### Gestellte Aufgabe A:
Stimmen diese drei Aussagen mit dem Konzertbericht über Antifuchs weiter unten überein? Antworte bei jeder mit Ja oder Nein und zitiere die entscheidenden Worte wörtlich: (i) NULLZWEIZWEI spielen vor Antifuchs. (ii) Antifuchs beginnt ihren Auftritt mit „Neongold“. (iii) Zu „Flying Fuck“ bekommt das Publikum Bandanas.
---
Das Publikum ist noch recht überschaubar, NULLZWEIZWEI sind aber bereits in vollem Gange und bereiten das Werk gebührend auf die folgende Show von Antifuchs vor. Die drei veranstalten Sprechchöre, sorgen für den ersten Moshpit des Abends und zeigen bei „Дай мне“, ihrem bisher erfolgreichsten Track, was sie zu bieten haben. Mit einem letzten „Antifuuuchs!“-Ausruf von Bazu gehen sie ab und überlassen dem Mainact die Bühne – Antifuchs steht bereits am Bühnenrand in den Startlöchern und lässt sich von lautem Geschrei nach oben tragen.
Passend zum Release ihres zweiten Albums „Love, Weed & Mittelfinger“ startet sie mit dem „INTRO“ in die Performance – entgegen ihrer üblichen Attitüde wirkt die ruhige Kampfansage im ersten Moment unerwartet, damit legt sie aber geschickt den Grundstein für eine Show, deren Spannungsbogen sie bis zur letzten Sekunde aufrecht erhalten kann. Das Konzert wird noch einiges an Überraschungen bereithalten – für die Fans, aber auch für Antifuchs selbst. Die Bühne teilt sie mit ihrem DJ Tacka77 und der Kollegin $HAKAL, die sie aber zuerst noch von Publikum hereinrufen lässt: „Ich glaube, die ist noch im Backstage und kifft. Wien, gebt ihr mal Bescheid, dass die Show begonnen hat!“
Antifuchs schnappt sich ein grünes Klemmbrett, darauf sind mehrere A4-Seiten geheftet, auf der vordersten steht in großen Buchstaben „ANTI DIET DIET CLUB“. In Anlehnung an „Fressflash“ läuft die komplette Show unter diesem Motto. Sie blättert im Laufe des Abend immer wieder durch, um einen neuen Abschnitt anzukündigen und inszeniert so geschickt einen Konzert-Workout-Plan. „Und jetzt ziehen wir die Geschwindigkeit für unser Workout mal richtig hoch! Habt ihr Bock auf einen Klassiker?“ Schon bei den ersten Takten von „Neongold“ beweist das Publikum, wie viel Bock es hat: Die „Antiarmy“ zeigt sich durchwegs textsicher und macht bei allen Animationsspielchen mit. Als Belohnung verteilen Antifuchs und ihr Team für „Flying Fuck“ Bandanas an das gesamte Publikum.
---
### Gestellte Aufgabe B:
Sammle aus den Datensätzen unten jede Zeile, in der die Zeichenfolge „wheel“ vorkommt. Achte dabei auf Groß- und Kleinschreibung.

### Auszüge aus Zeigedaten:
---
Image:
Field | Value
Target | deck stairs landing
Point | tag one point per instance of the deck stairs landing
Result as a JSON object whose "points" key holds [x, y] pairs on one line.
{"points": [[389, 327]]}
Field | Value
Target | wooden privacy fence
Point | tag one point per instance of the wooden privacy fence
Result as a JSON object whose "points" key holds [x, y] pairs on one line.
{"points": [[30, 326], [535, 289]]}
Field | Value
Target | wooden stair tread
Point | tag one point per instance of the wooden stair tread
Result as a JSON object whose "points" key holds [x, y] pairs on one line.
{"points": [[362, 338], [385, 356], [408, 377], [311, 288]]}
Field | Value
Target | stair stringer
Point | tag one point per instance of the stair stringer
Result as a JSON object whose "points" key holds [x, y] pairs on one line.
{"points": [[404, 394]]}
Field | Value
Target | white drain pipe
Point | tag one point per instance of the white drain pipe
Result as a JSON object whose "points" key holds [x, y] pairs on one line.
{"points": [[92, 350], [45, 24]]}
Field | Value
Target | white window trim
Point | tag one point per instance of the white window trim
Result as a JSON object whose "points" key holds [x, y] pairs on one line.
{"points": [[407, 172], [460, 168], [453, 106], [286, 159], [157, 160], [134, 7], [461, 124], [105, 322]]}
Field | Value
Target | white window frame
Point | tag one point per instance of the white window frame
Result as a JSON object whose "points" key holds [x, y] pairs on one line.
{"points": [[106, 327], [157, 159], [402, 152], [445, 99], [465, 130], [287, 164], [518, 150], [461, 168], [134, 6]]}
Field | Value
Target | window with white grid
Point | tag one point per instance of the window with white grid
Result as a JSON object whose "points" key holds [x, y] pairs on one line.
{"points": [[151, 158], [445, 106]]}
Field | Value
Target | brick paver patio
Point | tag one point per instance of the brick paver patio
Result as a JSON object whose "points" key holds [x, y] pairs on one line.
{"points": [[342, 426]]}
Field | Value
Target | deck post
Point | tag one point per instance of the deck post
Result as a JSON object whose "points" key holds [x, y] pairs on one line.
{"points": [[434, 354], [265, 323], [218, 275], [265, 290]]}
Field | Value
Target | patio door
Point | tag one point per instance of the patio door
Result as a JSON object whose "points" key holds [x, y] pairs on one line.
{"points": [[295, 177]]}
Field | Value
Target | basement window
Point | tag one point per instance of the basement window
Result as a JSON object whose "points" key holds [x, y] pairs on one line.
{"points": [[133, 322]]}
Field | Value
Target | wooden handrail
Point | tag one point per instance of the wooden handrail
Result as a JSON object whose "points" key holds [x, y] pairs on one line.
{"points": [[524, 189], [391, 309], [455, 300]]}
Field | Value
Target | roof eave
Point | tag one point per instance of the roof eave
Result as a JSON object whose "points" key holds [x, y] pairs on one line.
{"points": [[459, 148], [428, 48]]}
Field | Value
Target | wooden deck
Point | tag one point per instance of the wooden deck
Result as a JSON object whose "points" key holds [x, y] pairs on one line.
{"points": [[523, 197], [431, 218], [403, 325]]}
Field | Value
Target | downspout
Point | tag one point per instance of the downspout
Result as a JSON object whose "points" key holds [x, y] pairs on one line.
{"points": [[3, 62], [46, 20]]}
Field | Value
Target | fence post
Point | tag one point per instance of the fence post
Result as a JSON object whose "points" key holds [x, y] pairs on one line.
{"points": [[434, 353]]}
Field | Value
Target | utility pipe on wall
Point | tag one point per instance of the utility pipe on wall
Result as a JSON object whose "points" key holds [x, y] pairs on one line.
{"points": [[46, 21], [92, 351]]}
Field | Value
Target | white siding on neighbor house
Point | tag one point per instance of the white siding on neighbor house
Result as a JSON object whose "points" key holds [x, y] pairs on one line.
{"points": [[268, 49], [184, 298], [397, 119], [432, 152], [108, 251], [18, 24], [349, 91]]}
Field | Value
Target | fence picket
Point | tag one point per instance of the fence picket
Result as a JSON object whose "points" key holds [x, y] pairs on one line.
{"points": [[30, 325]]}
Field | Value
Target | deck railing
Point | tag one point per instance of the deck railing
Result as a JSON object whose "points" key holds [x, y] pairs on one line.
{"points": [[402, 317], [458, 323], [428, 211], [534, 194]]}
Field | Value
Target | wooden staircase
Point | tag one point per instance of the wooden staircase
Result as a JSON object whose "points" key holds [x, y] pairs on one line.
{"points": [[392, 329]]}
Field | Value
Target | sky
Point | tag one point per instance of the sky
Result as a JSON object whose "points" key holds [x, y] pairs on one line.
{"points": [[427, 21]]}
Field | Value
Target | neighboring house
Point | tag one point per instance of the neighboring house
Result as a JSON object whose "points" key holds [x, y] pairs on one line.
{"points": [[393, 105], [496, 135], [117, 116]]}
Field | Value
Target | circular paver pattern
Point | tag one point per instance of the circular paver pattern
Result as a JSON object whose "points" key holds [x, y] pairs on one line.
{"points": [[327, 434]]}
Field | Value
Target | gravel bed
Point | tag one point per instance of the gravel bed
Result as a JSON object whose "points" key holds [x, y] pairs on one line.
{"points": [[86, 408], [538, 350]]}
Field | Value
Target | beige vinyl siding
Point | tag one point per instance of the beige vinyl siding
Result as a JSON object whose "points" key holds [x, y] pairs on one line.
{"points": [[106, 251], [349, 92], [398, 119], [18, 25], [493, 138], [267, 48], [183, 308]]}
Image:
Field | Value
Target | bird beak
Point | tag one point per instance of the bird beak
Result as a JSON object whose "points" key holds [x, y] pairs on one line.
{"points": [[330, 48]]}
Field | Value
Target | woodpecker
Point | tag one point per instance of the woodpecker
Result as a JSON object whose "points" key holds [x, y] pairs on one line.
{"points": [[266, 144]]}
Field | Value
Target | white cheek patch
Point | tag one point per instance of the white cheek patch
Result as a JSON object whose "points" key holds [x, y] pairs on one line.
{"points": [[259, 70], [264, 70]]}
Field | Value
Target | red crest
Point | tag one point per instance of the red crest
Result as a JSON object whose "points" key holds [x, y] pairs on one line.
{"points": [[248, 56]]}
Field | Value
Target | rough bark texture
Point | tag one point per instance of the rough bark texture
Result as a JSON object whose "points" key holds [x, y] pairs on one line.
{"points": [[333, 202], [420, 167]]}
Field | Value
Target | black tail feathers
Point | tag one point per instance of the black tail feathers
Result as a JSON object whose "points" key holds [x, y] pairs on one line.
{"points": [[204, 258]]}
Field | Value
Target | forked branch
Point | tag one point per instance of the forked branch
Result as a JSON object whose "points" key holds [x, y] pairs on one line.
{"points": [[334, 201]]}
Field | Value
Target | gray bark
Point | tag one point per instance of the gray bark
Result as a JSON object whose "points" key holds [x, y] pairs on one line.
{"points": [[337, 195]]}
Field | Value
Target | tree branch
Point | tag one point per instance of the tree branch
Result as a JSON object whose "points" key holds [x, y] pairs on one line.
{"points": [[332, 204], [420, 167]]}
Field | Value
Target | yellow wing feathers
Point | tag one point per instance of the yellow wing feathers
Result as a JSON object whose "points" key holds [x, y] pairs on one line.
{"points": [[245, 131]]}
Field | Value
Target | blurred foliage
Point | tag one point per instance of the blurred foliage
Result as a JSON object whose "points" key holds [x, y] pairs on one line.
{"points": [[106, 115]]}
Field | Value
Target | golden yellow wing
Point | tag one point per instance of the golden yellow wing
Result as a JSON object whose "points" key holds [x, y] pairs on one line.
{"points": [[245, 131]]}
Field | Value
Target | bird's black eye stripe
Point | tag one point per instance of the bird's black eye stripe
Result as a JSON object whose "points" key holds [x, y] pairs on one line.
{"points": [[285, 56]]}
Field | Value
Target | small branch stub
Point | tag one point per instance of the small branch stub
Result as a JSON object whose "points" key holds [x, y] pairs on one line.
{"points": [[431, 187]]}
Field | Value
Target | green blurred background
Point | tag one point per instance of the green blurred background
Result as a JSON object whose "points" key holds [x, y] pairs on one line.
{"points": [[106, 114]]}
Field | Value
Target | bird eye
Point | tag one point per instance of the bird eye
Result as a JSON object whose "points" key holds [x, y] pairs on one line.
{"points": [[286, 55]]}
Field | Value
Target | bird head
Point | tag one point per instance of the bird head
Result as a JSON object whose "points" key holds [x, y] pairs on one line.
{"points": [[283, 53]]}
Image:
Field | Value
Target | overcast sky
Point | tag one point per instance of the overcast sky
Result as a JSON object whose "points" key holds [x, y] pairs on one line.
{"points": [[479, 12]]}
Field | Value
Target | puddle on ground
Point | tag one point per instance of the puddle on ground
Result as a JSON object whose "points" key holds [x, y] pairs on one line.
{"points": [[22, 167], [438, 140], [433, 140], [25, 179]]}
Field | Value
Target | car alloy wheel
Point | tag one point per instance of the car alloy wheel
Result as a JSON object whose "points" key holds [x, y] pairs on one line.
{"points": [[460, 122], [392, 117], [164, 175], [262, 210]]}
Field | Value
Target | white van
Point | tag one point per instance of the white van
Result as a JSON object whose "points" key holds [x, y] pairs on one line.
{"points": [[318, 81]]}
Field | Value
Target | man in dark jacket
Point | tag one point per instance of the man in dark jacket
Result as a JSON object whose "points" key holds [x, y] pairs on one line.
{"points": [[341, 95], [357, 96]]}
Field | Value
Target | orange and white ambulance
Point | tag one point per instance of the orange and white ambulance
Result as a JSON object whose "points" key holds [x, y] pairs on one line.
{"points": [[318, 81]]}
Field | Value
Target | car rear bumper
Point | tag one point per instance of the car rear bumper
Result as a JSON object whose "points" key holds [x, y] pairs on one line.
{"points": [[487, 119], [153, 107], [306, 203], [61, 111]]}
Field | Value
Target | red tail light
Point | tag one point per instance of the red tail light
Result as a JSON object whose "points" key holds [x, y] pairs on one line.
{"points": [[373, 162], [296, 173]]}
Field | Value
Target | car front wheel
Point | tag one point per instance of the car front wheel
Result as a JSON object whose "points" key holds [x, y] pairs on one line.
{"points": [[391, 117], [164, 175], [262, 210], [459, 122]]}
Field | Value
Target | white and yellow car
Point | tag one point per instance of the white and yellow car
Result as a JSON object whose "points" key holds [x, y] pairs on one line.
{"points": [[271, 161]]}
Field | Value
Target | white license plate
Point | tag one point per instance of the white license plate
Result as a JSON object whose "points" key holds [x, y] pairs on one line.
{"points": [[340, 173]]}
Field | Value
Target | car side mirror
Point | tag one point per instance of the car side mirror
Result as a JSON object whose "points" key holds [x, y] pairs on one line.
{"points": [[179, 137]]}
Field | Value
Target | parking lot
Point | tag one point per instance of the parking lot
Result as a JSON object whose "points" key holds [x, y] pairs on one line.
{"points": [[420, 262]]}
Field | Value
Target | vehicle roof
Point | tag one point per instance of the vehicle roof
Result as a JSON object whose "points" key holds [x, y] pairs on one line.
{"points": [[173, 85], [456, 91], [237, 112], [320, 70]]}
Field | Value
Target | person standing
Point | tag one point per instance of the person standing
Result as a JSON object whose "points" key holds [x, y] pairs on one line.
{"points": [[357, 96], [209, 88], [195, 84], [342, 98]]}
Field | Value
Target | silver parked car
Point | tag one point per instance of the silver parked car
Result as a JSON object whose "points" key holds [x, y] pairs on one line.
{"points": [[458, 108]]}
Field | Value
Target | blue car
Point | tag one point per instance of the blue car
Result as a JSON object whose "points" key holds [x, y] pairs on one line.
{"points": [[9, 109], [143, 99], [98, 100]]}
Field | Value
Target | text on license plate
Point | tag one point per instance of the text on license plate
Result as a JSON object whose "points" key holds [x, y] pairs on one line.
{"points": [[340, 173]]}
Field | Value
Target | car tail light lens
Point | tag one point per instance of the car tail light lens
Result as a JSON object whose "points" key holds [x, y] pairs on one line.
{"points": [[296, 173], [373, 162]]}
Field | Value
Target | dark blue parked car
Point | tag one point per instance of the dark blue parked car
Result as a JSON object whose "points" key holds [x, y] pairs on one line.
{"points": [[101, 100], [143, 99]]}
---
### Vollständige Antwort A:
(i) Ja: „bereiten das Werk gebührend auf die folgende Show von Antifuchs vor“
(ii) Nein: „startet sie mit dem „INTRO“ in die Performance“
(iii) Ja: „Als Belohnung verteilen Antifuchs und ihr Team für „Flying Fuck“ Bandanas an das gesamte Publikum.“

### Vollständige Antwort B:
Target | car alloy wheel
Point | tag one point per instance of the car alloy wheel
Target | car front wheel
Point | tag one point per instance of the car front wheel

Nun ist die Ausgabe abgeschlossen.